(WRITTEN PROBLEM 1) Retype the stretch of the Vermont travel diary from "It had to be" through "wash my bike." without changing a word.
(WRITTEN PROBLEM 2) Pick up the Vermont travel diary after its final sentence and write on from there.

[START OF TEXT EXCERPT]

The Rices were wonderful guests and made me feel so very much at home. It was so nice to sleep in a bed without the fear of being woken by horrendous snoring.

 

 

Sunday 13th June

 

We all lied in, finally getting up for Brunch, somewhere between breakfast and lunch, which seems a most agreeable American tradition.

 

I helped David take some stuff down to the local tip that seemed the most wonderful recycling centre I had ever seen. David had his eyes on some windows, which had come in a few days ago. It wasn’t so much a tip; more of an exchange centre and the man running it was such a friendly chap. I was beginning to really love New England. It was a million miles away form the usual consumerism that abounds the great USA.

 

It had to be done sometime, over 6000 miles of dried on mud and bugs were splattered on my bike, and so it had to have a wash. Soon I would have to try and sell it. I also washed Dino’s car. It took half the time that it took to wash my bike.

 

Before diner David took me for a walk in the woods to see their Maple Syrup farm, They had over 1000 trees tapped and at the right time of year the trees would ooze syrup down the pipes to the sugar house, where it would be boiled down into Maple Syrup. It was quite an experience, in the middle of a wood with pipes leading from here to there in a strange network.

 

David showed me one of his barns and pointed out a snake in the rafters just above my head. I was hoping to escape that type of critter, but it appears they are following me.

 

We spent the evening watching the ‘tube’ and then I read for a while before a good sleep. I really like Vermont. It has a brilliant relaxed atmosphere, strong community relations, a wonderful environment and a good sense of environmentalism. If I had to move to the USA, I’d come here.

 

 

Monday 14th June

 

I had a long lie in and then headed out to find a bike shop to buy new brake pads for my bike. They ha got own to the metal a few days ago, but being rather mechanically unsympathetic and fairly skint, I had been avoiding the problem.

 

The bike shop was closed for the day. I was so happy to find a place that gave its employees another day off for having to work Saturdays. That practice was soon disappearing in the UK, so long may it continue in Vermont. God bless her.

 

I went to a second hand bookstore and bought another book to read. All afternoon I rested against a red barn and read in the sun looking at the wonderful trees and wind blowing through the grass. Not an unnatural noise could be heard, it was a peaceful place and I was so happy to be here.

 

I spent the rest of the day looking around the locality, walking into the woods and exploring. I found myself easily lost in the beauty around me. Time went quick and so did my thought.

 

Soon I would be home, no more than a few weeks away. Would I join Major’s Millions, the 3 million unemployed in the UK or would I get a job?

 

Would I have to go back to my previous employers and beg a job, if the worst came to the worst?

 

I really hoped that this trip would spur me on in a direction I might not of realised, but it was hard to imagine where I would go. My qualifications were rather poor but my interests were high. It would be hard to match the two. I put it in the hands of God and carried on looking at the wonders around me.

[END OF TEXT EXCERPT]
[START OF PROVIDED RECORDS]

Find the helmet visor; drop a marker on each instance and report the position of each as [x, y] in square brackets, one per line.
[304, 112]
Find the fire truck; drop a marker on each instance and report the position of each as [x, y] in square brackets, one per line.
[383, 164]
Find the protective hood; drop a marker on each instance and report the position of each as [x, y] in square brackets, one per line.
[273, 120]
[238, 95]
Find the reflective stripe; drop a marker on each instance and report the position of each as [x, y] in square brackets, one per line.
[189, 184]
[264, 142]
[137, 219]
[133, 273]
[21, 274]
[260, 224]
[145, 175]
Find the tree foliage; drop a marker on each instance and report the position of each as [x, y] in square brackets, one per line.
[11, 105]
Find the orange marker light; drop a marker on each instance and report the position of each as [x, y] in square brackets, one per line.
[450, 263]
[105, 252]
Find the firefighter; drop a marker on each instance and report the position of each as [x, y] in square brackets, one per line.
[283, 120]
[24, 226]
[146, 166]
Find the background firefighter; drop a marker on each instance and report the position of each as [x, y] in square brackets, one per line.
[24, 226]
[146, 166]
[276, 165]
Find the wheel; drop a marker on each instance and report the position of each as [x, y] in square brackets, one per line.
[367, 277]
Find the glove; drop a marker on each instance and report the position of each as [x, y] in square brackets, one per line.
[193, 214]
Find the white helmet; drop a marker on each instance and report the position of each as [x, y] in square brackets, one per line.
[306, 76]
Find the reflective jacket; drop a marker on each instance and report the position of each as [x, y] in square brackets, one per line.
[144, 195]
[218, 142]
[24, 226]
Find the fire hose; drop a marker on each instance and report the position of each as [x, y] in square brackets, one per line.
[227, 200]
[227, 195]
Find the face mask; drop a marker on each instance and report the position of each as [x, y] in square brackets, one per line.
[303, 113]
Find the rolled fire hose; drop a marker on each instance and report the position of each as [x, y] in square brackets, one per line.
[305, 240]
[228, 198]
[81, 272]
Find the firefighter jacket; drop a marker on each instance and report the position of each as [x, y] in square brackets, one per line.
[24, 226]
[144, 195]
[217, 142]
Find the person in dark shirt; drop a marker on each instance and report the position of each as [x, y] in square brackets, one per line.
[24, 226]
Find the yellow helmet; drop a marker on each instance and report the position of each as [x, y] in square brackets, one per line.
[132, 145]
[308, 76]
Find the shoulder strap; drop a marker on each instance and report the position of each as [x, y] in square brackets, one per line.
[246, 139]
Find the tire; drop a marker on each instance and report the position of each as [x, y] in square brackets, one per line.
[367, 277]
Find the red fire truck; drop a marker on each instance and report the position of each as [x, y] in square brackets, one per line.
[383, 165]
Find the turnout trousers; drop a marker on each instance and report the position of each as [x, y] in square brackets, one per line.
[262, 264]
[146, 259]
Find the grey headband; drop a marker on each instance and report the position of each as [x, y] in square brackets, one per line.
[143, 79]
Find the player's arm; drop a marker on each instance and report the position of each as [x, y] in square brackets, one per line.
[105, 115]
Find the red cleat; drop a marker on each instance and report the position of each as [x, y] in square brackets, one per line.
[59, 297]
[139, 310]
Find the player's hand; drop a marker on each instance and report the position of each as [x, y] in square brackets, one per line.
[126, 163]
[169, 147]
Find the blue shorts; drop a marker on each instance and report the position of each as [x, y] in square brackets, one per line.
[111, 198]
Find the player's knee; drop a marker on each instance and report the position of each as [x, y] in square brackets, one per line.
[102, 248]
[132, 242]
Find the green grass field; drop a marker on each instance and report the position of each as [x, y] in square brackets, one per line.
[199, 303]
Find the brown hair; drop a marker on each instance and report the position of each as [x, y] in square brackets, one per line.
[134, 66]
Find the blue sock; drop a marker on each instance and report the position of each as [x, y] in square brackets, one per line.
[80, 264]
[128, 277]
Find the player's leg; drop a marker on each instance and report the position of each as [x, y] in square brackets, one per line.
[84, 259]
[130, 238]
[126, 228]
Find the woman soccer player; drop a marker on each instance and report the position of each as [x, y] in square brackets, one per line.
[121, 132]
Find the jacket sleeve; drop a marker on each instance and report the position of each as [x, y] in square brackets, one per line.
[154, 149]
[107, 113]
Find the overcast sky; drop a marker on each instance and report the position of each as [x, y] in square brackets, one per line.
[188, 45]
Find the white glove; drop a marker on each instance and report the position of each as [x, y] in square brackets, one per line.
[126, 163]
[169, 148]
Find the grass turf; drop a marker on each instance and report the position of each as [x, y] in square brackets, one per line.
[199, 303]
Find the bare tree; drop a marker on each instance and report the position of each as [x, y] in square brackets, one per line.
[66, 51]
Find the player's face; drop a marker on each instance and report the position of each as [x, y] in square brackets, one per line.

[END OF PROVIDED RECORDS]

(TASK ANSWER 1)
It had to be done sometime, over 6000 miles of dried on mud and bugs were splattered on my bike, and so it had to have a wash. Soon I would have to try and sell it. I also washed Dino’s car. It took half the time that it took to wash my bike.

(TASK ANSWER 2)
We had another spectacular dinner; Dino was a rather fantastic cook. I sampled some Maple Syrup on pancakes and it was very nice. Kind of like honey, but not quite so sweet, thick and sickly.

 

David had brought home a video, “The Rookie” which we watched and enjoyed. Off to bed late again. I should learn, early to bed creates a beautiful face. That’s my excuse and I ‘m sticking with it.

 

 

Tuesday 15th June

 

Back to the bike shop to pick up my brakes and on they went without a problem.

 

Hey presto, my bike would stop with 100% stopping power, rather than 25%. I was most pleased, as any man would be.

 

After that I helped Dino on the syrup farm and get some wood out of the forest. It was good fun hauling a bit of timber, even more fun driving the 1960’s pick-up truck. It was strange, everything was back to front. The gear stick was hard to operate with my right hand and even harder to get in the right gear. It was a good job motorbikes are all the same wherever you find them in the world.

 

As we off loaded the last bit of timber a huge thundercloud swept over and showered the area. Day turned into night and we ran for the house.

 

David had brought another film home; he seemed to enjoy having a bit of male company about. We watched Patriot Games, a film of a book I had read at the beginning of my trip. The film was good but not quite the same tenseness as the book. 

 

 

 

 

Wednesday 16th June

 

Took a ride out to see some of the local sights. I took a tiny ferry across Lake Champlain to get to Ticonderoga Fort. During the War of Independence it changed hands from British to American at least 10 times.

 

I mean, trust a load of German mercenaries to do a job and what happens…It’s all our fault really.

 

I rode around Lake Champlain on tiny roads, many made of dust that was so quaint. It began to rain and I sheltered underneath a roofed bridge. Another quaint experience. I felt like I was on a day trip to the Cotswolds. I rode on, only to be caught by another shower. This time I took shelter in McDonalds. Not quite so quaint, and no, that diet coke isn’t quite finished.

 

Back to the Rice’s and another fantastic dinner. I showered and fell asleep very soon after.

 

 

Thursday 17th June

 

I was getting fed up with biking trips so decided to go up the Shrewsbury Peak somewhere in the forests behind the house. At over 4000 feet, the height of Ben Nevis in my home country, I was expecting it to be visible. Not a chance, it was covered in trees right to it’s top.

 

The trail was wonderful weaving through the unspoilt woodland. I met not one person that day and it helped me to get my head together for the trip home.

 

It was amazing to stand still for 20 minutes or so, not making a noise. There were so many critters scurrying around. I didn’t see one of them, but the noises were very interesting. I went to search out who was making the noise, but found nothing. I was just another big-footed human.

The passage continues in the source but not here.